=== YOUR INSTRUCTIONS ===
Every entry must appear in the answer exactly as it does here.

Top of SUPPLIED ENTRIES

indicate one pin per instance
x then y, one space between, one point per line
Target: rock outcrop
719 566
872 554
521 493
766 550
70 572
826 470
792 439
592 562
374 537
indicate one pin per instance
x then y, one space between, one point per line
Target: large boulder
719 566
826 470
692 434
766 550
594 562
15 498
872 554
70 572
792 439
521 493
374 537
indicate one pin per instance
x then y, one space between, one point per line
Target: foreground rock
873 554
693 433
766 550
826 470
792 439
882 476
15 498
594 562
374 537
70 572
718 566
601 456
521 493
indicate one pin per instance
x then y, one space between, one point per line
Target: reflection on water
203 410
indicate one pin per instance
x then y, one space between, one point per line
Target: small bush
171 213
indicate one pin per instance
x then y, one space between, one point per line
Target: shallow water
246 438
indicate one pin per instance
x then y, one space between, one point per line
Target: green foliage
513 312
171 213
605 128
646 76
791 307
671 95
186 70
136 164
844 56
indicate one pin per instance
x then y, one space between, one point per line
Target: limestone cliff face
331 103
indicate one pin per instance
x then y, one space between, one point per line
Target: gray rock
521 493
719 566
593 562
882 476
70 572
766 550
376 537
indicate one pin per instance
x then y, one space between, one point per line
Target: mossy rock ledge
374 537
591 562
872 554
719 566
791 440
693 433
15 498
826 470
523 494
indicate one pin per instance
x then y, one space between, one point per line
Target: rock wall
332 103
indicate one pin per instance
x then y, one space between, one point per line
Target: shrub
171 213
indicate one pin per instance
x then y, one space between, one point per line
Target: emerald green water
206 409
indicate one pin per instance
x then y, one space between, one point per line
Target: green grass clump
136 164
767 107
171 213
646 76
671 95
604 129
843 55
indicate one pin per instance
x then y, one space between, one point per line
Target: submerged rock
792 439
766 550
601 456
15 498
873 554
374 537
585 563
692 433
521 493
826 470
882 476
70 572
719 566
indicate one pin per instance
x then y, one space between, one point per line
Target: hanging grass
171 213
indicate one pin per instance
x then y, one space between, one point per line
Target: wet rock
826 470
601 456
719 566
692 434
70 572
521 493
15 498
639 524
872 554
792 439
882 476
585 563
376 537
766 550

Bottom of SUPPLIED ENTRIES

=== YOUR RESPONSE ===
indicate one pin per instance
x then y, one space between, one point per line
Target: rock outcrop
719 566
872 554
521 493
766 550
70 572
826 470
792 439
592 562
374 537
indicate one pin per instance
x then y, one space between, one point per line
Target: large boulder
719 566
826 470
692 434
766 550
594 562
15 498
872 554
70 572
792 439
521 493
374 537
indicate one pin per instance
x then y, one space between, one point per line
Target: foreground rock
873 554
693 433
766 550
826 470
792 439
882 476
15 498
594 562
374 537
70 572
718 566
601 456
521 493
indicate one pin per instance
x then y, one space between, one point per line
Target: reflection on water
203 410
indicate one pin per instance
x then y, one space between, one point per line
Target: small bush
171 213
indicate one pin per instance
x then y, one space between, one point per line
Target: shallow water
246 438
indicate one pin per instance
x then y, one space between, one point per line
Target: green foliage
513 312
171 213
605 128
646 76
791 307
671 95
186 70
136 164
844 56
indicate one pin per instance
x then y, one space between, one point per line
Target: limestone cliff face
331 103
indicate one pin per instance
x then y, one space between, one point per line
Target: gray rock
521 493
719 566
593 562
882 476
70 572
766 550
376 537
indicate one pin per instance
x then y, one space between, one point per line
Target: mossy rock ledge
374 537
591 562
872 554
719 566
791 440
693 433
15 498
826 470
523 494
indicate one pin per instance
x then y, one space between, one point per line
Target: rock wall
332 103
indicate one pin per instance
x then y, one space between, one point per line
Target: shrub
171 213
indicate one pin per instance
x then y, one space between, one point per line
Target: emerald green water
206 409
indicate one pin per instance
x then y, one space between, one point per line
Target: green grass clump
136 164
767 107
171 213
646 76
671 95
604 129
843 55
indicate one pin per instance
x then y, one space between, one point per line
Target: submerged rock
792 439
766 550
601 456
15 498
873 554
374 537
585 563
692 433
521 493
826 470
882 476
70 572
719 566
indicate one pin per instance
x then y, one space between, one point per line
Target: hanging grass
171 213
indicate one pin per instance
x then y, one space between, one point per line
Target: wet rock
826 470
601 456
719 566
692 434
70 572
521 493
15 498
639 524
872 554
792 439
882 476
585 563
376 537
766 550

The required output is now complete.